** What you are asked to do **
Please pick up the text on pesticide and biocide toxicity tests and continue it from its final sentence.

** Document text **
Segment Open

Assessment of genotoxic effects induced by selected pesticides on RTG‐2 fish cells by means of a modified fast micromethod assay

The cytotoxic and genotoxic effects induced by alachlor and dichlorvos, two pesticides broadly used, were studied on RTG‐2 fish cell line. As measure of cytotoxicity, neutral red assay was used to determine the cellular viability. Toxicity ranking based on IC50 values found that alachlor was more cytotoxic than dichlorvos. DNA damage has been evaluated on RTG‐2 cultures by means of an in vitro assay based on the ability of PicoGreen® fluorochrome to interact preferentially with double‐stranded DNA (dsDNA), and the results indicated that alachlor induced DNA strand breaks at concentrations above 1.52 μg/mL, equivalent to 1/50‐EC50(48), whereas exposures to dichlorvos induced DNA damage only at the maximal concentrations tested 25 μg/mL (1/10‐EC50(48)). These results confirm the suitability of this method for the screening of genotoxic effects of this type of aquatic pollutants, and we suggest their use in hazard assessment for environmental risk procedures.

Effects of selected biocides used in the disinfection of cooling towers on toxicity and bioaccumulation in Artemia larvae

This paper reports the acute toxicity of three biocides used in the disinfection of cooling towers, tetrakis(hydroxymethyl) phosphonium chloride (THPC), trichloroisocyanuric acid (TCIC), and sodium bromide (NaBr), on Artemia larvae, their effect on the phototactic response of this organism, and the potential of bioaccumulation in this species. The 24-h median lethal concentration (LC50) values for these biocides with respect to 24-, 48-, and 72-h-old Artemia, determined by static bioassays, showed the following rank order of toxicity: THPC < TCIC < NaBr. An age-dependent increase in sensitivity was seen for each compound. All three biocides reduced the phototactic response of 24-h-old Artemia larvae in 24-h static bioassays; the median inhibitory concentration ratios obtained were 30 to 40 times lower than their respective 24-h LC50 values. The results suggest that phototaxis bioassays could provide the speed and simplicity required for screening many potential pollutants for harmful effects. The bioconcentration factors obtained for Artemia larvae exposed to 10% LC50 for 168 h in renewal assays were 93.75, 1.67, and 0.23 for THPC, TCIC, and NaBr, respectively. This shows these biocides pose no bioaccumulation risk in this organism, although the value of 93.75 obtained for THPC is close to the threshold above which such a risk is considered to exist.

Segment Closed

(Saved entries)

Segment Open

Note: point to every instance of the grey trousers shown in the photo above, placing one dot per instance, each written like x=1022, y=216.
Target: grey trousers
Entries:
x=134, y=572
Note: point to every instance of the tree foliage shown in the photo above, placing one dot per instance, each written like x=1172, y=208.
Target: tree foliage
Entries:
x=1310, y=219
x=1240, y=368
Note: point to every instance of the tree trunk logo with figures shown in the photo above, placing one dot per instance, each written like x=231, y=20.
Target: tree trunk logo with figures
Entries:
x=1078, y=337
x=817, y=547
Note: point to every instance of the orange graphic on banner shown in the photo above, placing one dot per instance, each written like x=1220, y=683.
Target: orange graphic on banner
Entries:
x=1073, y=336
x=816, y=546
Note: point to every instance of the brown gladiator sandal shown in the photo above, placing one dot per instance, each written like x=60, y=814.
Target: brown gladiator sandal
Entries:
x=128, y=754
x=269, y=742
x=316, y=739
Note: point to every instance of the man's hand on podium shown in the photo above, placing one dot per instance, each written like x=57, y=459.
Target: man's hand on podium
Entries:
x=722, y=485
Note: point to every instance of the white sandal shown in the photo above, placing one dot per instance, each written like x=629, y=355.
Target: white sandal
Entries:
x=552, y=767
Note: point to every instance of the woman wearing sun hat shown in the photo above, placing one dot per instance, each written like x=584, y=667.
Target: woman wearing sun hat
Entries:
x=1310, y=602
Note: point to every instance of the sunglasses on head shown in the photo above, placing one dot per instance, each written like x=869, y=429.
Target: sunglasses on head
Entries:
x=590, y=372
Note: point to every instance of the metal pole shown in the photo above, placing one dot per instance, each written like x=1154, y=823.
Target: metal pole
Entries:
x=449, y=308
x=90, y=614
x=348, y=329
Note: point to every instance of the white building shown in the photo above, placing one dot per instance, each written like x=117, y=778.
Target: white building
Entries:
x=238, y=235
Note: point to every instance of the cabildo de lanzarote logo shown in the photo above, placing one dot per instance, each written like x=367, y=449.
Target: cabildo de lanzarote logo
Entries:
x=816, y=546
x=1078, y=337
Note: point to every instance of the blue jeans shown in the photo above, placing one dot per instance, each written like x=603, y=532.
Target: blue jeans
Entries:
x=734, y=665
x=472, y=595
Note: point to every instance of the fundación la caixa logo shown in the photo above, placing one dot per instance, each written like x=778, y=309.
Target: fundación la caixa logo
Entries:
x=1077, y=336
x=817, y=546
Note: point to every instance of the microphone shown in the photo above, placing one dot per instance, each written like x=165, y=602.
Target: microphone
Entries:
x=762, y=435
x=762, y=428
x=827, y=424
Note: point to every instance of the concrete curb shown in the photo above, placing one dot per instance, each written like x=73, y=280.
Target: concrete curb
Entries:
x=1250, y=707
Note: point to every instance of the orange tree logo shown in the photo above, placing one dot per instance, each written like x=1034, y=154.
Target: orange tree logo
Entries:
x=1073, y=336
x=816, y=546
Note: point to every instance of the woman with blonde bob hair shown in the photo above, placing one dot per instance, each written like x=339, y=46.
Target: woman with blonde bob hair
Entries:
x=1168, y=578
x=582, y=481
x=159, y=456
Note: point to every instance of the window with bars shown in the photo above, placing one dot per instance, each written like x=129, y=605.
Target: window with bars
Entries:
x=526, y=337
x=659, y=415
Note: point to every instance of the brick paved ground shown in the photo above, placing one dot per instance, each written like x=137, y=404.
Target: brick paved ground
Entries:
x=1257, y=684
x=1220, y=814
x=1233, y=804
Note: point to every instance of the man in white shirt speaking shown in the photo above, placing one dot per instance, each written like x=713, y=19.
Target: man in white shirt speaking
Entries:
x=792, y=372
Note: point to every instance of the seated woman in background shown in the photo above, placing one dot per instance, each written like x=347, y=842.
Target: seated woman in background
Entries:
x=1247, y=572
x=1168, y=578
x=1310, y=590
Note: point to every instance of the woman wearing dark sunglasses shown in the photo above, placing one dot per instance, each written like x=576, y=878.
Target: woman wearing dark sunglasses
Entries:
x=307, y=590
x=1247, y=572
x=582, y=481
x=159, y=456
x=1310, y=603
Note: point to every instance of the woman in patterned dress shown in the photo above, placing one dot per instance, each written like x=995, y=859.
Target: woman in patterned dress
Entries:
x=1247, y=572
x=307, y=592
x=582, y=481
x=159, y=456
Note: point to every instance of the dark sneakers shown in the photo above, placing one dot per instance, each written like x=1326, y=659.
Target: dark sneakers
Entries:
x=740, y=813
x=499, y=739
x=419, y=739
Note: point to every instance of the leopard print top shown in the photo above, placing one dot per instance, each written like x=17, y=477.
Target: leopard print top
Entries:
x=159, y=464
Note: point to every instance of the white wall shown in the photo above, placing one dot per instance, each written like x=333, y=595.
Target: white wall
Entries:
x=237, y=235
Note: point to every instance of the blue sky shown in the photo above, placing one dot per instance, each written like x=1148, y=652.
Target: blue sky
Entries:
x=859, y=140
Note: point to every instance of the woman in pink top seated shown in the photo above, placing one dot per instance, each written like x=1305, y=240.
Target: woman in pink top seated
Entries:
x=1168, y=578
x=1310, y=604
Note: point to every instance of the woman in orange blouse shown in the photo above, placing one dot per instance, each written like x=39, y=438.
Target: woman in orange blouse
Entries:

Segment Closed

** Reply to the exercise **
Toxicity and characterization of cholinesterase-inhibition induced by diisopropyl fluorophosphate in Artemia salina larvae.

The acute toxicity of diisopropyl fluorophosphate (DFP) on three age classes of Artemia salina was evaluated. An increase in toxicity of this organophosphorous (OP) compound was found following longer development of A. salina larvae. The effects of pretreatment with the non-selective muscarinic antagonist atropine, the two reversible acetylcholinesterase inhibitors physostigmine and pyridostigmine, and the cholinesterase-reactivating oxime 2-pyridine aldoxime methoiodide (2-PAM), as individual and combined pretreatments, on DFP-induced lethality in 24h Artemia were also investigated. The lethal action of DFP was not prevented by pretreatment of 24h Artemia with atropine, physostigmine, and pyridostigmine, while 2-PAM proved effective against intoxication with this OP compound. The inhibitory effects of combinations of atropine (10(-5)M) plus 2-PAM or physostigmine were greater than those elicited by either drug alone, with the maximum protection afforded being 100%. Pretreatment with 2-PAM (10(-6)M) plus physostigmine or pyridostigmine was ineffective. These results suggest that the combinations of atropine plus 2-PAM or physostigmine are effective in the prevention of the lethal effects induced by DFP in A. salina larvae.